-- Direction --
Copy out every line of the entries, from the very start down through the line containing "POLYGON ((36 174, 27", with both ends included.

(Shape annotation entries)
+--

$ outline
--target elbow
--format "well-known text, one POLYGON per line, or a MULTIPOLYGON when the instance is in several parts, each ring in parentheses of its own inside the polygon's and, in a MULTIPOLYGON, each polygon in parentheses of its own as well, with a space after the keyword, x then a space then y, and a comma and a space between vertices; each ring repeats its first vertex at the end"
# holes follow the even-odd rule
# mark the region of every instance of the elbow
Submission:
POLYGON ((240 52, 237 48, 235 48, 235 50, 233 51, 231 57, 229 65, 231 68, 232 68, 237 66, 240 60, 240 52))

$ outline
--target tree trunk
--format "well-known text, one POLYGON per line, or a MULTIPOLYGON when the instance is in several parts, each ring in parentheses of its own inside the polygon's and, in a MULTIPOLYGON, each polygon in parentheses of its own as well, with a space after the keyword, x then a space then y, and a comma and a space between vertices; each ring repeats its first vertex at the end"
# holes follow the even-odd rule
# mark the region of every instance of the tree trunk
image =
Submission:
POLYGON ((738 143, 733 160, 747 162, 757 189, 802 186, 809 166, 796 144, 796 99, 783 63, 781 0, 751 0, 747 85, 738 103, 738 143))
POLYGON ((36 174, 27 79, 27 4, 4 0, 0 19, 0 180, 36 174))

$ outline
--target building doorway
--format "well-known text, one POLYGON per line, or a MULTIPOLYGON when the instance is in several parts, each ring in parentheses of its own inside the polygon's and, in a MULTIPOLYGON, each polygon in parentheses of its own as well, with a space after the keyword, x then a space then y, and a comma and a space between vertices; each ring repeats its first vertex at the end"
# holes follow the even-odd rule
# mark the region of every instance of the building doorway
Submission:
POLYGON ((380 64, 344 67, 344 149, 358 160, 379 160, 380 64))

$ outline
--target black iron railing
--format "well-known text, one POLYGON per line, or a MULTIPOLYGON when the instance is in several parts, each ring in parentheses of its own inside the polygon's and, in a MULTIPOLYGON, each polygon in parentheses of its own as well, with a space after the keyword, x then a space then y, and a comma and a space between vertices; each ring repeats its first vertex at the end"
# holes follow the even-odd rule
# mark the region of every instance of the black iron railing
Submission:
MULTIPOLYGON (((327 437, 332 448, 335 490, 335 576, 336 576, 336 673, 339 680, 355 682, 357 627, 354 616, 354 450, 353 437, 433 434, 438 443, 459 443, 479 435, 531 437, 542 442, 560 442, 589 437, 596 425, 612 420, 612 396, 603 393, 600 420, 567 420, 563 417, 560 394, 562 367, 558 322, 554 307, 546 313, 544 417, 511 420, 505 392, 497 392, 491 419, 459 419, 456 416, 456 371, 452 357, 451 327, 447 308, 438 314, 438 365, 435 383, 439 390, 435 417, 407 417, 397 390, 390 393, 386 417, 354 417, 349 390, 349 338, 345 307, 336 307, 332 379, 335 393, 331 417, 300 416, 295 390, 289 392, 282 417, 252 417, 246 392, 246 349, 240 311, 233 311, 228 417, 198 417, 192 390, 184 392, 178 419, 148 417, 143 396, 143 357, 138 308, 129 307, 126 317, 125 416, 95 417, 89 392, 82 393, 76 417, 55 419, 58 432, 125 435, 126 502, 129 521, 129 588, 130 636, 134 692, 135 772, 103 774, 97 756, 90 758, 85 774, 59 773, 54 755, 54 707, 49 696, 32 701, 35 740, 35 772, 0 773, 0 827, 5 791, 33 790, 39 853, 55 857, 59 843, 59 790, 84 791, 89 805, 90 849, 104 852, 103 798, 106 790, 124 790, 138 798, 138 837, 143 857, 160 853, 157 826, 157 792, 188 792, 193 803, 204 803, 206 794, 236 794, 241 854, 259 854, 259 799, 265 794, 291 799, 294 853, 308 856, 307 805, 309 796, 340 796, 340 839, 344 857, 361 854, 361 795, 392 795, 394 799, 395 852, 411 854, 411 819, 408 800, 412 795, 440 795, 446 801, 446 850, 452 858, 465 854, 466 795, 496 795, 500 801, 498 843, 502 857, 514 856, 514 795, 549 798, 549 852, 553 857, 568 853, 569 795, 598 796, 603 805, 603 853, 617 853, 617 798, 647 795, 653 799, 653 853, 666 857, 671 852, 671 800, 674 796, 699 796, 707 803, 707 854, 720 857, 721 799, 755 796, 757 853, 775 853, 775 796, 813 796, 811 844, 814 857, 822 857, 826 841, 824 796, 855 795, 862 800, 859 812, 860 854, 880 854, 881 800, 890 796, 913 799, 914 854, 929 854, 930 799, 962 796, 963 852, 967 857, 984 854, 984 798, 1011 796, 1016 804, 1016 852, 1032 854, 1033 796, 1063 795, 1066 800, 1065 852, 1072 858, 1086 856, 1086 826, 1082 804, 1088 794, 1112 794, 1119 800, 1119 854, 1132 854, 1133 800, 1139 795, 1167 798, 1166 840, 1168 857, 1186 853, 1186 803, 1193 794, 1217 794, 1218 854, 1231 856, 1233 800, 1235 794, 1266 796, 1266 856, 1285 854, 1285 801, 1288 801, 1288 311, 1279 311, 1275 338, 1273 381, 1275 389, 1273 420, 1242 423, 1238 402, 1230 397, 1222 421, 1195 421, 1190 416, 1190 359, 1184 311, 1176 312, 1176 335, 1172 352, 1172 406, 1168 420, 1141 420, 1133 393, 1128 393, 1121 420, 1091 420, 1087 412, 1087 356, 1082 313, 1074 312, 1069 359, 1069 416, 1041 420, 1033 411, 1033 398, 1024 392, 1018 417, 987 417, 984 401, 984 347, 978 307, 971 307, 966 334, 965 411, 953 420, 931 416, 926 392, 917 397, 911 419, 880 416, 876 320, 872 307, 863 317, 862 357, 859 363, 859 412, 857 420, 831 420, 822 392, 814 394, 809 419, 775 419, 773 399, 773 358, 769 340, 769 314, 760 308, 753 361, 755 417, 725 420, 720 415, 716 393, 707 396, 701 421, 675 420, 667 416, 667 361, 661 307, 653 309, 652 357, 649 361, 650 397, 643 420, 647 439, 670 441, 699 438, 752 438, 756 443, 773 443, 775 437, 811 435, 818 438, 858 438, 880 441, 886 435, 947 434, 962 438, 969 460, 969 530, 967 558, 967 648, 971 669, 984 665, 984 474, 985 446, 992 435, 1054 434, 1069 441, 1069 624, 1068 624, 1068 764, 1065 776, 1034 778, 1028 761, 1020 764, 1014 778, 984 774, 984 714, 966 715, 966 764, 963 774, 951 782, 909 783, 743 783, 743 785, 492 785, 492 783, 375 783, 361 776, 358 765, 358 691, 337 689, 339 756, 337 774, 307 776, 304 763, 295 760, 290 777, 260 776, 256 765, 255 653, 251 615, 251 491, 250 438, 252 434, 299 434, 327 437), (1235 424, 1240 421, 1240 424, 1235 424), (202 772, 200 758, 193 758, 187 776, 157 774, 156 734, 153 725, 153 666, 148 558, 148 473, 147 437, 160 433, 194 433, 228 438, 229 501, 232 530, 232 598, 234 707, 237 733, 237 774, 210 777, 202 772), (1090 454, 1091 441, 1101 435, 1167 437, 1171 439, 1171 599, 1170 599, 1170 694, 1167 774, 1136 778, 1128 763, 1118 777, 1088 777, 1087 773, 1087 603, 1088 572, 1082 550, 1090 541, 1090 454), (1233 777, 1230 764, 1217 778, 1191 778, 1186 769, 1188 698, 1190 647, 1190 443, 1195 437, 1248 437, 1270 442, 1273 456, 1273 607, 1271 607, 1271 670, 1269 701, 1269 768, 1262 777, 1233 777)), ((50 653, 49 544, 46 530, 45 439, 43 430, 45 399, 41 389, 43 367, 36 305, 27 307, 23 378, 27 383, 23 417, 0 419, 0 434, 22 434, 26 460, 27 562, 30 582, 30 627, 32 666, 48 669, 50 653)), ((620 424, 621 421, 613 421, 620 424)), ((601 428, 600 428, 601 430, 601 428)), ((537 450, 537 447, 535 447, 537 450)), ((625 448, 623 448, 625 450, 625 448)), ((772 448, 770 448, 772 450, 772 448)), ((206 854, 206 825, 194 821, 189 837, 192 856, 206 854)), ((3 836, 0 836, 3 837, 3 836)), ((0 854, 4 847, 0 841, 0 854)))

+--

-- Exercise result --
$ outline
--target elbow
--format "well-known text, one POLYGON per line, or a MULTIPOLYGON when the instance is in several parts, each ring in parentheses of its own inside the polygon's and, in a MULTIPOLYGON, each polygon in parentheses of its own as well, with a space after the keyword, x then a space then y, and a comma and a space between vertices; each ring repeats its first vertex at the end"
# holes follow the even-odd rule
# mark the region of every instance of the elbow
Submission:
POLYGON ((240 52, 237 48, 235 48, 235 50, 233 51, 231 57, 229 65, 231 68, 232 68, 237 66, 240 60, 240 52))

$ outline
--target tree trunk
--format "well-known text, one POLYGON per line, or a MULTIPOLYGON when the instance is in several parts, each ring in parentheses of its own inside the polygon's and, in a MULTIPOLYGON, each polygon in parentheses of its own as well, with a space after the keyword, x then a space then y, and a comma and a space between vertices; each ring repeats its first vertex at the end"
# holes follow the even-odd rule
# mark the region of every instance of the tree trunk
image =
Submission:
POLYGON ((738 143, 733 160, 747 162, 757 189, 802 186, 809 166, 796 144, 796 99, 783 63, 781 0, 751 0, 747 85, 738 103, 738 143))
POLYGON ((36 174, 27 79, 27 4, 4 0, 0 19, 0 180, 36 174))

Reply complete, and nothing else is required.